>> Start Page

Tag Archives: Bayes’ rule

On the optimal burden of proof

All claims should be considered false until proven otherwise, because lies can be invented much faster than refuted. In other words, the maker of a claim has the burden of providing high-quality scientific proof, for example by referencing previous research on the subject. Strangely enough, some people seem to believe marketing, political spin and conspiracy theories even after such claims have been proven false. It remains to wish that everyone received the consequences of their choices (so that karma works).
Considering all claims false until proven otherwise runs into a logical problem: a claim and its opposite claim cannot be simultaneously false. The priority for falsity should be given to actively made claims, e.g. someone saying that a product or a policy works, or that there is a conspiracy behind an accident. Especially suspect are claims that benefit their maker if people believe them. A higher probability of falsity should also be attached to positive claims, e.g. that something has an effect in whatever direction (as opposed to no effect) or that an event is due to non-obvious causes, not chance. The lack of an effect should be the null hypothesis. Similarly, ignorance and carelessness, not malice, should be the default explanation for bad events.

>> End Page

* **What is required**
Extract the passage of the burden-of-proof post from "All claims should" to "that karma works).". Draw solely on the burden-of-proof post; nothing outside it is needed.

>> Start Dataset entries

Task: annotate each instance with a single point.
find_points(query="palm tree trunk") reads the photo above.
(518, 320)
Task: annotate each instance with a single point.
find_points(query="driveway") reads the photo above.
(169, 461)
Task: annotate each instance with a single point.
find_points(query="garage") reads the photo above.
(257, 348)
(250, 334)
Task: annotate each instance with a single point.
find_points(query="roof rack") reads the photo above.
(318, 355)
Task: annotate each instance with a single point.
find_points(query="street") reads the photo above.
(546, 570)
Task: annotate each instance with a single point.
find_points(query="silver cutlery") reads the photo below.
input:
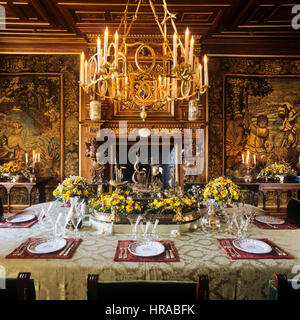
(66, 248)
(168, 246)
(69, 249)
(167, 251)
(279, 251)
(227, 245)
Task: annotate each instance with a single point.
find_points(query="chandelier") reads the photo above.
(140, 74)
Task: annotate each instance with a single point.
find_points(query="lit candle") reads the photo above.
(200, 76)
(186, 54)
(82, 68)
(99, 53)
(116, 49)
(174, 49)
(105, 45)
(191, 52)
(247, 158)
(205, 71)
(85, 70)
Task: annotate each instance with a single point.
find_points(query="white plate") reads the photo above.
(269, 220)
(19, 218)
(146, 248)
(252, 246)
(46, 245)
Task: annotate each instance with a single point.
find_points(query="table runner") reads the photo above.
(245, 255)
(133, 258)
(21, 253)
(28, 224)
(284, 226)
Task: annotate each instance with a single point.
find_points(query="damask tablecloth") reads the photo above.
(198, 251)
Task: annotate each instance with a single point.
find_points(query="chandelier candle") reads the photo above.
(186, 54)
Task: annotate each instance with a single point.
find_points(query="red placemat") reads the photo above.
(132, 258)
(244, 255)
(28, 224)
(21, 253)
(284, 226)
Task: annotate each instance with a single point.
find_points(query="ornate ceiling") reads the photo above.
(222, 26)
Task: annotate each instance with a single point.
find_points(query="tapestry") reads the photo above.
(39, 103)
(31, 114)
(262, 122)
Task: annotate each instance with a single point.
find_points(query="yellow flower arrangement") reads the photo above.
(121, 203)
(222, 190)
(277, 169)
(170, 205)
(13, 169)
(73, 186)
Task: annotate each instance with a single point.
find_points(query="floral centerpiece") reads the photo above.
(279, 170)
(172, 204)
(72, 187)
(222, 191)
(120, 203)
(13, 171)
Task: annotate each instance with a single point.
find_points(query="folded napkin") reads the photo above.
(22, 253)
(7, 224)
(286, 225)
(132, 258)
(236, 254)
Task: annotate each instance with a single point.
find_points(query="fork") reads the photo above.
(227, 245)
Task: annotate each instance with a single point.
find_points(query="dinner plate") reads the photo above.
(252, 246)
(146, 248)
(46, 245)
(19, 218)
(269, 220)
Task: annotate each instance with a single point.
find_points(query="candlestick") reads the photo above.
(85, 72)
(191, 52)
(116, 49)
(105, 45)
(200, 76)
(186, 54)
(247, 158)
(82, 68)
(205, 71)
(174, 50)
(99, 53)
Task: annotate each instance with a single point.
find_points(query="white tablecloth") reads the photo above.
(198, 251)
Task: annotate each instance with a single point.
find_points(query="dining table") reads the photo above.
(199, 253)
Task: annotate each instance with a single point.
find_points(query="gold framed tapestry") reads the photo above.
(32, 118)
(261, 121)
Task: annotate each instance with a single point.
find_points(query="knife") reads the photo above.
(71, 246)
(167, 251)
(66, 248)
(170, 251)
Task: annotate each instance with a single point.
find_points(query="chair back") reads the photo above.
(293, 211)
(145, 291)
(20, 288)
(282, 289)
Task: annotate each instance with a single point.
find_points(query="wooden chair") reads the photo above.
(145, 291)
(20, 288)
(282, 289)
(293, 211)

>> End Dataset entries

* **Task result**
All claims should be considered false until proven otherwise, because lies can be invented much faster than refuted. In other words, the maker of a claim has the burden of providing high-quality scientific proof, for example by referencing previous research on the subject. Strangely enough, some people seem to believe marketing, political spin and conspiracy theories even after such claims have been proven false. It remains to wish that everyone received the consequences of their choices (so that karma works).